(Dataset records on where objects are located)
● ● ● ● ● ● ●

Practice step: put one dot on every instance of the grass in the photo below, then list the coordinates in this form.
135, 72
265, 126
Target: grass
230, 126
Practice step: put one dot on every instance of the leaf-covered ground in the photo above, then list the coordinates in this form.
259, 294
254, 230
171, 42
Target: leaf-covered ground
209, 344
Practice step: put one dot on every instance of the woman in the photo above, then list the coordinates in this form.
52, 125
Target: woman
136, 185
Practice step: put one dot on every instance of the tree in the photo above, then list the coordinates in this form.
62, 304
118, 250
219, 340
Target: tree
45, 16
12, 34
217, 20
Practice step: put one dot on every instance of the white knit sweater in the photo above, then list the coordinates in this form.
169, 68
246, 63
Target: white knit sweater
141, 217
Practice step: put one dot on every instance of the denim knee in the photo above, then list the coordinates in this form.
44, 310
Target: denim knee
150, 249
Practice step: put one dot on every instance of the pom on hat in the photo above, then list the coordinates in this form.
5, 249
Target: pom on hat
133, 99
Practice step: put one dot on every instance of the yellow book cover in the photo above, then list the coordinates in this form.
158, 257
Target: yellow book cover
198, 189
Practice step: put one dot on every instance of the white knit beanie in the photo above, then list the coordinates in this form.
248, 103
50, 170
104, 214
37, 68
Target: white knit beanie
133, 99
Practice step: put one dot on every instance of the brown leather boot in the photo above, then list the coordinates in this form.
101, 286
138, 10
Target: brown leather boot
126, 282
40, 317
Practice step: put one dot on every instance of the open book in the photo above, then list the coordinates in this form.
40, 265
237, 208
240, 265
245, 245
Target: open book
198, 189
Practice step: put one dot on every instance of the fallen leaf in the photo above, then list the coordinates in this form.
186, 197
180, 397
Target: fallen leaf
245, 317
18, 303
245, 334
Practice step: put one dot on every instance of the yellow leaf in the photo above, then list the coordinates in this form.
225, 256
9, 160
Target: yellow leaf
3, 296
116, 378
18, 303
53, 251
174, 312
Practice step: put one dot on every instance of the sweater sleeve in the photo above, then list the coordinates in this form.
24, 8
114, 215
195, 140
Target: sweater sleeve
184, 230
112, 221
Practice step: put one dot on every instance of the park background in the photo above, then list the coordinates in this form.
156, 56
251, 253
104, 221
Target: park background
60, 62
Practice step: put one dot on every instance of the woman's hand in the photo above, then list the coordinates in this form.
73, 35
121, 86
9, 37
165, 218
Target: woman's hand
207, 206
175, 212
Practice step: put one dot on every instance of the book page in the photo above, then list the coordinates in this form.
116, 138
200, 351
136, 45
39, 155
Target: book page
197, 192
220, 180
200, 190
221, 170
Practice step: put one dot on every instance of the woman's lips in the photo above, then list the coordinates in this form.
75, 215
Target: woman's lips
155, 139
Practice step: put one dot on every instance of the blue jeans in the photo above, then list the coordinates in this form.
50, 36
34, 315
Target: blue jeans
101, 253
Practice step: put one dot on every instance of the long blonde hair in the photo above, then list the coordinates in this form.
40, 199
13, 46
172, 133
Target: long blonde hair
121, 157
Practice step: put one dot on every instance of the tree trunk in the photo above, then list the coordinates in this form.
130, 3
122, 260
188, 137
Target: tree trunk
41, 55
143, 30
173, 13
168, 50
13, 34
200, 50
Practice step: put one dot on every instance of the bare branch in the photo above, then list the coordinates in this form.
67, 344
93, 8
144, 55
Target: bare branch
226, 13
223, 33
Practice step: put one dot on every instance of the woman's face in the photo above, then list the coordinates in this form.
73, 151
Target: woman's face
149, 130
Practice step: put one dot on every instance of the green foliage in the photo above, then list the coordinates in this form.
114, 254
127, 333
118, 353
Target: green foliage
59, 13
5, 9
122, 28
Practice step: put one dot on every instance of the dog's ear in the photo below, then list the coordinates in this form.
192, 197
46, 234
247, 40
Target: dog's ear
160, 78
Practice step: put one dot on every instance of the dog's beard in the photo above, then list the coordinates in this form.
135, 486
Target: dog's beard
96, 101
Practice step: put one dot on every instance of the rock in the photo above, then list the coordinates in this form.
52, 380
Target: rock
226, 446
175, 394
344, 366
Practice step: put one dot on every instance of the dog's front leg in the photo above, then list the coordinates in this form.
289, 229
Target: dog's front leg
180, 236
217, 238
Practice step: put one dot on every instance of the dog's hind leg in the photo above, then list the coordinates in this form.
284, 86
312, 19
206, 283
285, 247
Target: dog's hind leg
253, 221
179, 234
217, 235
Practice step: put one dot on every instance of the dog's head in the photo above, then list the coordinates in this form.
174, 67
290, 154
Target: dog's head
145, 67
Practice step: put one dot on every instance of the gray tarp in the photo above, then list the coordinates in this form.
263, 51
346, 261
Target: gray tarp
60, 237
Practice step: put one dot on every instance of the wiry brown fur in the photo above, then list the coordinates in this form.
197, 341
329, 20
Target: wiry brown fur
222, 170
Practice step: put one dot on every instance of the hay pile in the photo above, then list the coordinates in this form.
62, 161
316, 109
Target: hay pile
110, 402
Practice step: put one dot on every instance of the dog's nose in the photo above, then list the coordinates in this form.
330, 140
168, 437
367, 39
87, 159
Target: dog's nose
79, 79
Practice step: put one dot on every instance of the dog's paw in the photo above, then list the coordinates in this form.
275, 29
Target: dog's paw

● ● ● ● ● ● ●

Written instruction: Swap every "put one dot" in the lines above for "place a single dot", keeping the rest of each line unchanged.

Solution for this problem:
Practice step: place a single dot on every instance of the grass in the photo below, then list the coordinates in this form.
135, 72
265, 126
Target: grass
230, 126
Practice step: place a single dot on every instance of the leaf-covered ground in the photo above, then list the coordinates in this form.
259, 294
254, 230
171, 42
Target: leaf-covered ground
209, 344
Practice step: place a single dot on every instance of the woman in the photo above, then list the coordinates in this form.
52, 125
Target: woman
136, 185
Practice step: place a single dot on every instance of the tree in the photo above, then list the coordinates in this form.
62, 304
118, 250
219, 340
Target: tree
45, 16
12, 34
217, 20
Practice step: place a single dot on every instance of the white knit sweater in the photo above, then list the coordinates in this form.
169, 68
246, 63
Target: white knit sweater
141, 217
Practice step: place a single dot on every instance of the denim knee in the photo above, then list the coordinates in this form.
44, 310
Target: denim knee
150, 249
Practice step: place a single dot on every instance of the pom on hat in the photo above, then list the coordinates in this form.
5, 249
Target: pom on hat
133, 99
Practice step: place a single dot on every instance of the yellow book cover in the photo above, then list the coordinates in this form.
158, 257
Target: yellow book cover
198, 189
Practice step: place a single dot on every instance of the white knit beanie in the photo above, then list the coordinates in this form.
248, 103
50, 170
104, 214
37, 68
Target: white knit beanie
133, 99
Practice step: place a single dot on every instance of the brown leather boot in the photo above, then list the coordinates in this form.
101, 286
138, 10
Target: brown leather boot
126, 282
40, 317
Practice step: place a single dot on every instance of the open book in the photo above, then list the coordinates in this form.
40, 265
237, 208
240, 265
245, 245
Target: open book
198, 189
Practice step: place a single dot on every instance of the fallen leaf in the photo above, then list the coordinates in this form.
186, 197
180, 397
Target: fallen leaf
245, 317
18, 303
245, 334
Practice step: place a single dot on every instance of the yellow leaf in the photo above, then list the coordinates in this form.
225, 256
9, 160
Target: yellow leaf
3, 296
116, 378
18, 303
53, 251
174, 312
Practice step: place a single dot on every instance of the sweater sleeve in the photo above, then list the coordinates in this form.
24, 8
114, 215
195, 140
Target: sweater sleeve
184, 230
112, 221
Practice step: place a single dot on every instance of the park background in the photo above, then list the coordinates in this form.
156, 56
251, 253
104, 221
Target: park background
60, 62
Practice step: place a single dot on every instance of the woman's hand in the photo above, then list the coordinates in this form.
73, 35
121, 86
9, 37
165, 218
Target: woman's hand
207, 206
175, 212
Practice step: place a single dot on every instance of the book page in the photo above, then list the coordinates in this form.
116, 138
200, 351
136, 45
39, 155
Target: book page
197, 192
220, 180
200, 190
221, 170
Practice step: place a single dot on every instance of the woman's lips in the photo above, then list the coordinates in this form.
75, 215
Target: woman's lips
155, 139
Practice step: place a single dot on every instance of the blue jeans in the photo above, then list the coordinates in this form.
50, 36
34, 315
Target: blue jeans
101, 253
Practice step: place a single dot on every instance of the long blonde hair in the photo above, then list the coordinates in this form.
40, 199
13, 46
172, 133
Target: long blonde hair
121, 157
Practice step: place a single dot on every instance of the tree trunk in the photo above, then list the coordinates in this form.
130, 3
122, 260
188, 137
Target: tree trunk
41, 55
143, 30
173, 13
168, 50
13, 34
200, 50
Practice step: place a single dot on every instance of the bare branch in the photo above, then list the coordinates in this form.
67, 344
93, 8
144, 55
Target: bare branch
226, 13
223, 33
Practice step: place a single dot on every instance of the woman's face in the photo above, then list the coordinates in this form.
73, 151
Target: woman's face
149, 130
Practice step: place a single dot on every instance of the green foliage in the photo above, then list the coordinates in this form.
114, 254
127, 333
118, 353
Target: green foliage
59, 13
5, 9
122, 28
Practice step: place a single dot on every instance of the dog's ear in the photo below, then list the coordinates in this form.
192, 197
46, 234
247, 40
Target: dog's ear
160, 78
Practice step: place a single dot on every instance of the dog's beard in the photo above, then list the coordinates in this form.
135, 486
Target: dog's beard
96, 101
Practice step: place a single dot on every instance of the rock in the photo above, then list the coordinates in this form.
52, 380
Target: rock
226, 446
175, 394
344, 366
Practice step: place a single dot on every instance of the dog's front leg in the photo above, then list the coordinates in this form.
289, 229
Target: dog's front leg
180, 236
217, 238
Practice step: place a single dot on every instance of the dog's hind leg in the photo above, then list the coordinates in this form.
284, 86
312, 19
206, 283
285, 247
Target: dog's hind leg
253, 221
179, 234
217, 235
Practice step: place a single dot on every instance of the dog's head in the photo above, then list the coordinates in this form.
174, 67
290, 154
Target: dog's head
145, 67
Practice step: place a single dot on every instance of the gray tarp in the photo above, then list the coordinates in this form.
263, 51
346, 261
Target: gray tarp
60, 237
Practice step: place a single dot on every instance of the wiry brown fur in the photo above, then list the coordinates in this form.
197, 341
329, 20
Target: wiry brown fur
222, 170
Practice step: place a single dot on every instance of the hay pile in the photo above, then list the coordinates in this form.
62, 161
316, 109
Target: hay pile
110, 402
Practice step: place a single dot on every instance of the dog's nose in the photo above, then list the coordinates in this form.
330, 140
168, 437
367, 39
87, 159
Target: dog's nose
79, 79
Practice step: place a single dot on every instance of the dog's paw in the photo above, then list the coordinates in this form.
275, 29
Target: dog's paw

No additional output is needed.